### Work to be completed
Go through the material below and count the lines with the string "edge"; the number is the whole answer.

### Supplied entries

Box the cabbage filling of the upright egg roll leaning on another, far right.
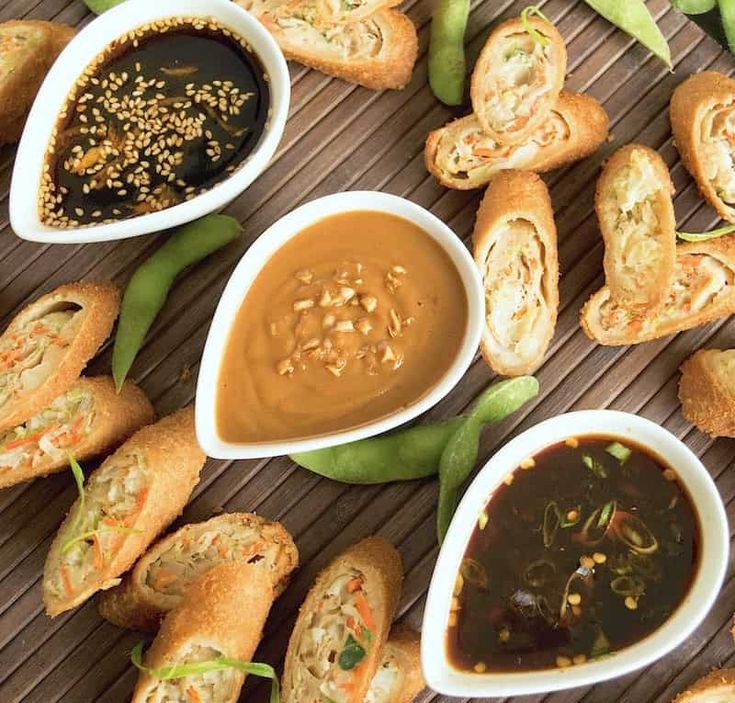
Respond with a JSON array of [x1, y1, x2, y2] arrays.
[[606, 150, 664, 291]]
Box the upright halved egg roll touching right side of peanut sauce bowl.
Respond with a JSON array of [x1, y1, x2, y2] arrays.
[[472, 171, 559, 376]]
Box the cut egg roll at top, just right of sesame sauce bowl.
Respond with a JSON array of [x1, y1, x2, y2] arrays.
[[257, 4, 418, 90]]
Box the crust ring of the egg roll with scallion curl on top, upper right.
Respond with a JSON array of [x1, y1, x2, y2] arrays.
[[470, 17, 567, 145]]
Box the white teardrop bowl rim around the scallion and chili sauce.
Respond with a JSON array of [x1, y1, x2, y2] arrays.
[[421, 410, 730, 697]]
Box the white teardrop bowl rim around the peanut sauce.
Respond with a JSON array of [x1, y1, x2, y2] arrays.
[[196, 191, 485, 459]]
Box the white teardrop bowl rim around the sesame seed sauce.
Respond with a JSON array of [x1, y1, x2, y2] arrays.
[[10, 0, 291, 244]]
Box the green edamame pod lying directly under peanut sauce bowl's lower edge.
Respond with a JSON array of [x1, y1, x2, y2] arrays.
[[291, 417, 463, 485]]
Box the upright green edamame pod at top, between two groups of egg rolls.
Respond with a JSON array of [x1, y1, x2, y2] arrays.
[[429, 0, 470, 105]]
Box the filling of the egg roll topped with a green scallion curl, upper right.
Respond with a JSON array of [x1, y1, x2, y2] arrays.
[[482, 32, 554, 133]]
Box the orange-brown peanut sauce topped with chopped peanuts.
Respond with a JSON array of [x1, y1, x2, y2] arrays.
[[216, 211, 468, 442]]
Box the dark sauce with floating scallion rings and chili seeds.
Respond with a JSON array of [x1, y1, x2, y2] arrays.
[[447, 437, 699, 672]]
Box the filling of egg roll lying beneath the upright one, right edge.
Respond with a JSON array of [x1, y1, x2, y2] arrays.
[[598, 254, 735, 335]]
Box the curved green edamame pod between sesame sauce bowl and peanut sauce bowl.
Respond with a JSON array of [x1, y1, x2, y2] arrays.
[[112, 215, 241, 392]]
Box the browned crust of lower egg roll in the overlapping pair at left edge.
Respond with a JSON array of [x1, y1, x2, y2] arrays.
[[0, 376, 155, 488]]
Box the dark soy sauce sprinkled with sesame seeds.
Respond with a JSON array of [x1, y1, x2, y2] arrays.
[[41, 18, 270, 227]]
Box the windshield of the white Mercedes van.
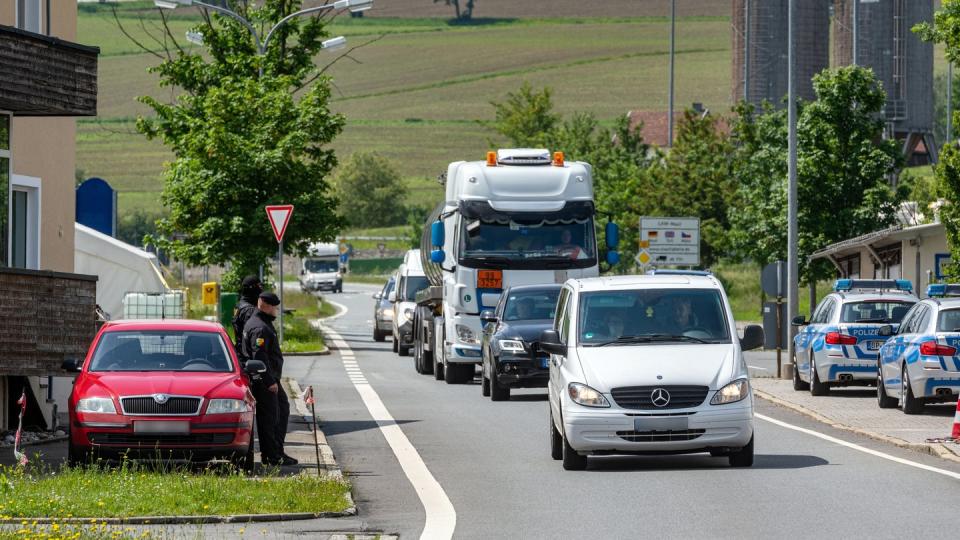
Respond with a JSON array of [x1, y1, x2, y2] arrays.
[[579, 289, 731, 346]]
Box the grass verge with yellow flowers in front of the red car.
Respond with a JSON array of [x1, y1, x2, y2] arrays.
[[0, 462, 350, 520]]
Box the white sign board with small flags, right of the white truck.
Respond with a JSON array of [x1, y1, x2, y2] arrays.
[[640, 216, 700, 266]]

### Answer to this problem
3